» Problem details
Exactly how many lines in the data below contain the string "prompts"? Give that number and nothing else.

» Material for this task
***
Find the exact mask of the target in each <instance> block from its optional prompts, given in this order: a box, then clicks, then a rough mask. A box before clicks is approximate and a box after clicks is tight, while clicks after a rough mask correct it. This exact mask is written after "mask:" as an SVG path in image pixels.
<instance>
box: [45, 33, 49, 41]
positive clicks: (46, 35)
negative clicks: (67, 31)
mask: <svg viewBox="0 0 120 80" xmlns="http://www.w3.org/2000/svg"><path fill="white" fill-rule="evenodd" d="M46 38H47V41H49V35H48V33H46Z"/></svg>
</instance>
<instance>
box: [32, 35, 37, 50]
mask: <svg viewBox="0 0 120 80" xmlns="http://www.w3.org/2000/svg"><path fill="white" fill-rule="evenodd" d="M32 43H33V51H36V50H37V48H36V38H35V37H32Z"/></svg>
***
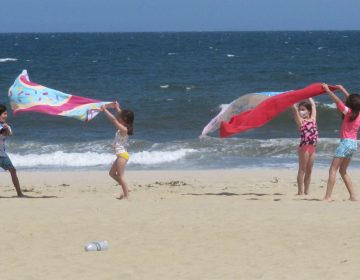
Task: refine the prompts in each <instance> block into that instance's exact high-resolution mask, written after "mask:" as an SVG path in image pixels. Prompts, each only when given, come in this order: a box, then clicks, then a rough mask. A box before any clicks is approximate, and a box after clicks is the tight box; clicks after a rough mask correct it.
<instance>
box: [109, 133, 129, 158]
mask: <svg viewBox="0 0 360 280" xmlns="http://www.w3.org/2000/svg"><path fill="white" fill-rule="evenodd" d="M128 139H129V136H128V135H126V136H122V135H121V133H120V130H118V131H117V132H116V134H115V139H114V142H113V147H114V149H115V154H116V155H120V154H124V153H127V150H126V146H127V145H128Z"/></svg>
***
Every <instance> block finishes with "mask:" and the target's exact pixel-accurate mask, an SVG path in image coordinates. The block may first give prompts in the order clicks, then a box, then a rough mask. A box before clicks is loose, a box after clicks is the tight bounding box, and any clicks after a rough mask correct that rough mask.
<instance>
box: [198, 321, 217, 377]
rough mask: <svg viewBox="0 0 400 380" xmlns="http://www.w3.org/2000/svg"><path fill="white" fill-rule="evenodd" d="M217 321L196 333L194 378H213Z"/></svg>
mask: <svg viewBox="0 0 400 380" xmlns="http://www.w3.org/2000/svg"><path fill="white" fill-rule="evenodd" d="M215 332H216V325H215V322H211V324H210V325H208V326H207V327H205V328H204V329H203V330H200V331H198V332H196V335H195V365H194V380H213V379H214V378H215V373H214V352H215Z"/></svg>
***
» Exercise result
3